**What to produce:** Rewrite every line from the one containing "Task: Where can the black board" through the one containing "x=850, y=668", inclusive, and shift each x and y coordinate value up by 42. Leave all other text in those lines unchanged.

Annotation data for object locations:
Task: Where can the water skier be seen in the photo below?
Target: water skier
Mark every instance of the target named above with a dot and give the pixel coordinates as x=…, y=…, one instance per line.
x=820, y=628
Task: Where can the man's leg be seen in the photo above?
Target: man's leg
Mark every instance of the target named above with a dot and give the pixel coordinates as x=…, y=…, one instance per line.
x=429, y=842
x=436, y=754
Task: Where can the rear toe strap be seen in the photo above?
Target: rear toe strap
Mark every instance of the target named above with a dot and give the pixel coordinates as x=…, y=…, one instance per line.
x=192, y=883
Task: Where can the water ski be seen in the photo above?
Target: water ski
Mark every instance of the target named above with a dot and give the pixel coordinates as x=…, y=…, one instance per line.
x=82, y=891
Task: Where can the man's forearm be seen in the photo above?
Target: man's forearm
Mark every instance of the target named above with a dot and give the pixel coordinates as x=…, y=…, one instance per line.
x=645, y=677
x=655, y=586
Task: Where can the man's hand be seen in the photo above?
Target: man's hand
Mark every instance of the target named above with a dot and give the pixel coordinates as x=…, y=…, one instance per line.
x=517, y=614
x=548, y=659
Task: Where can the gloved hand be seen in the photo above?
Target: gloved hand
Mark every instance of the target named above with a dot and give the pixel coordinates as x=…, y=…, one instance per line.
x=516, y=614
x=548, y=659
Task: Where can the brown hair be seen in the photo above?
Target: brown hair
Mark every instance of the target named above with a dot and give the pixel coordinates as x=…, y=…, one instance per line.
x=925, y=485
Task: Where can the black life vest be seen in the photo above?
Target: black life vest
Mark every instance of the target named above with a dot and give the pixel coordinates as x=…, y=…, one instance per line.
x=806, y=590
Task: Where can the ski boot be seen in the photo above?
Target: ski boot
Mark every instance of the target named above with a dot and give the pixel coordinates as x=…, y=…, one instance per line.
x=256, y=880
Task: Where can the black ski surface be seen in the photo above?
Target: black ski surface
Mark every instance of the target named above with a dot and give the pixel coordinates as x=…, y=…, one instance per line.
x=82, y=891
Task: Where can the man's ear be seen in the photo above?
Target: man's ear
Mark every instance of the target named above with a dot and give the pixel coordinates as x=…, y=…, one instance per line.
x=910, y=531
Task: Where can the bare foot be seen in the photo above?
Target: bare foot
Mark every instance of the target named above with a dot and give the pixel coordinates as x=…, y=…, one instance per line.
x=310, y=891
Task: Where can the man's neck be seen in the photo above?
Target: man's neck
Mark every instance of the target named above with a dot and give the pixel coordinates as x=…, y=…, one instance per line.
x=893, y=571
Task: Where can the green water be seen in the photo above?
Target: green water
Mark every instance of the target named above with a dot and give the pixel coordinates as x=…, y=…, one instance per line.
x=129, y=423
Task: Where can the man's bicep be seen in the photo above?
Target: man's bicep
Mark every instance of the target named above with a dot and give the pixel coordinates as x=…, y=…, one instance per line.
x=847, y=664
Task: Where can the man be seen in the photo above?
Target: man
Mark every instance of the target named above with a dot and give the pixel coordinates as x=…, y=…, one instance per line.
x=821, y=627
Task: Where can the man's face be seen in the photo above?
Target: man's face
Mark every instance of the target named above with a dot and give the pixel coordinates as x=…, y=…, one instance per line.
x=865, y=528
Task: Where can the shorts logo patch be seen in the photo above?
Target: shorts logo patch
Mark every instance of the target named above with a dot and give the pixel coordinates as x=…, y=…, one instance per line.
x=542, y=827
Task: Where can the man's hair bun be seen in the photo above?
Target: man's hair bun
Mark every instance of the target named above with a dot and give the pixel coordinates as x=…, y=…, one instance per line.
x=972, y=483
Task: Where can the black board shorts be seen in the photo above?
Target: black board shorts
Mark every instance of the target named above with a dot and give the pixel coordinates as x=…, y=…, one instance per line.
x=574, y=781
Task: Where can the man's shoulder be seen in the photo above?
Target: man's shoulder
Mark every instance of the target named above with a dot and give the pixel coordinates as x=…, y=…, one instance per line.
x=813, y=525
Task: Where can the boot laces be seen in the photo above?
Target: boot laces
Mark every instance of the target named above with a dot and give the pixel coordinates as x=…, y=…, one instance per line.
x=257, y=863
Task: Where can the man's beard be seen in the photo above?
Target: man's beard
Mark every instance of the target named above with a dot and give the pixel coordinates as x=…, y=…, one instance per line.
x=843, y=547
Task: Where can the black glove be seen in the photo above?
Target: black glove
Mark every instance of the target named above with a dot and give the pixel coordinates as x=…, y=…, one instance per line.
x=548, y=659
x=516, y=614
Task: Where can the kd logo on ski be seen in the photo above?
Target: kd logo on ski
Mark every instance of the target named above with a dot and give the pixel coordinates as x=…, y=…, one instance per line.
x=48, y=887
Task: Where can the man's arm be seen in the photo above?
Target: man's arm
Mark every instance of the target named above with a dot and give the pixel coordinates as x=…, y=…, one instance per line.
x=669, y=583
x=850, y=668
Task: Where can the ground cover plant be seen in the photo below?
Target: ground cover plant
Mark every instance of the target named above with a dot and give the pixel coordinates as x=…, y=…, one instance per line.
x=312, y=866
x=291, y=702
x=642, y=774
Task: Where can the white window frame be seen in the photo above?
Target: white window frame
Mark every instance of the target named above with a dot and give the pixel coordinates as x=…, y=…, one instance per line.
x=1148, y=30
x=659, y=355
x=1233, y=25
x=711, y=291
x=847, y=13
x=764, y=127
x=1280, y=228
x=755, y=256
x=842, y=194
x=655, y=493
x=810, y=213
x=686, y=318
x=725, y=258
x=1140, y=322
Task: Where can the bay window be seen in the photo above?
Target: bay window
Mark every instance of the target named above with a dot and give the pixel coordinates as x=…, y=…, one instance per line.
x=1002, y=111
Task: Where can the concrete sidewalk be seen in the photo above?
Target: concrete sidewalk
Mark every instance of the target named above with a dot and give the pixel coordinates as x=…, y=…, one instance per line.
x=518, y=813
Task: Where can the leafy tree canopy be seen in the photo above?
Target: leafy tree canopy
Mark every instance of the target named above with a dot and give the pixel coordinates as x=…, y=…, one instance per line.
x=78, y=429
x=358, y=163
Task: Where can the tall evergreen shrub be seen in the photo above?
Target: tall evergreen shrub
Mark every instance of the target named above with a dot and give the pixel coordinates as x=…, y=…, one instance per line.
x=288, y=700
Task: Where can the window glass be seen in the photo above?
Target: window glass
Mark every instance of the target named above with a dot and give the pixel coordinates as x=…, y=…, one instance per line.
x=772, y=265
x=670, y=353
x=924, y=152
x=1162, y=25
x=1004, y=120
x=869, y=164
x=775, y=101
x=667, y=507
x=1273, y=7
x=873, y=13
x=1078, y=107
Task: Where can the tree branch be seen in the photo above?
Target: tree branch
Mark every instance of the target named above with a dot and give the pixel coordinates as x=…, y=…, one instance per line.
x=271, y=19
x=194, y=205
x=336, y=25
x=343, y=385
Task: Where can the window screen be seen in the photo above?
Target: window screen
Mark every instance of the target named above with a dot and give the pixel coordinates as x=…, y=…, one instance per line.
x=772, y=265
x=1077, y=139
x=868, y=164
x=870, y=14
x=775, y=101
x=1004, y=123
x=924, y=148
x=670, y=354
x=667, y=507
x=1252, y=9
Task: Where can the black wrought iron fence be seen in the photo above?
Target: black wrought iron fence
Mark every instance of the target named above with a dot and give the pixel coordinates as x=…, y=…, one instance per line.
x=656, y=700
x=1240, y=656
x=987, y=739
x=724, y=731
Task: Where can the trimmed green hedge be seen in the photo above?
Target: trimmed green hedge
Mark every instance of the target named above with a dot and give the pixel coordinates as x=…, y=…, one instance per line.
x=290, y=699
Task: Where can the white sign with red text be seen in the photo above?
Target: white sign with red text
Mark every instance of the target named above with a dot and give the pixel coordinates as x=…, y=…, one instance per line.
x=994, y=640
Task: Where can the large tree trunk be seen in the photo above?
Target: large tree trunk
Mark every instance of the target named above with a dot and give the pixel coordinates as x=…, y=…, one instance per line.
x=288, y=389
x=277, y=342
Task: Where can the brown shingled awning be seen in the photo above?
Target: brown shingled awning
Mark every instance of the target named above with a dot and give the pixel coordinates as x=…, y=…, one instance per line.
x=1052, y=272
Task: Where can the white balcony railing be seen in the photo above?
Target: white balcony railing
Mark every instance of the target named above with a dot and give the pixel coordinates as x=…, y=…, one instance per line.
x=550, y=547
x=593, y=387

**Output of the task:**
Task: Where can the black board shorts be seen in the photo above?
Target: black board shorts
Mark every instance of the target named above with a dot and give the pixel coordinates as x=…, y=…, one instance per line.
x=616, y=823
Task: Where can the man's shoulder be seen in the photo above?
Target: man's shoulder
Mark every instance of the target named above with a dot and give the pixel coordinates as x=…, y=…, one instance per line.
x=855, y=567
Task: Where can the boot laces be seen in the photo above?
Target: boot laces
Mark every instance of the target named above with a dot and give the pixel coordinates as x=…, y=…, one instance per line.
x=299, y=905
Task: Where can the man's beard be seen in the photo above?
Target: man's beard
Mark every instance of the target named above with a dot and give the pixel coordinates as x=…, y=…, one instance per line.
x=885, y=589
Task: Where can the black glove be seen in the photo above?
Target: black glove
Mark every instance of the target named above with a dot and give the pixel coordinates as x=…, y=…, one instance per line.
x=590, y=701
x=558, y=656
Task: Where can the kd logo on ski be seen in the photo above?
Target: kd logo on ski
Mark every instance of the target named above with a dot and give the pixel coordinates as x=…, y=…, one instance per line.
x=90, y=929
Task: Where can the man's arm be seen in the photo above?
Target: man's arm
Mark every instance of the target named above with a dot and give the pixel coordinates as x=…, y=…, one instance per line.
x=711, y=625
x=892, y=710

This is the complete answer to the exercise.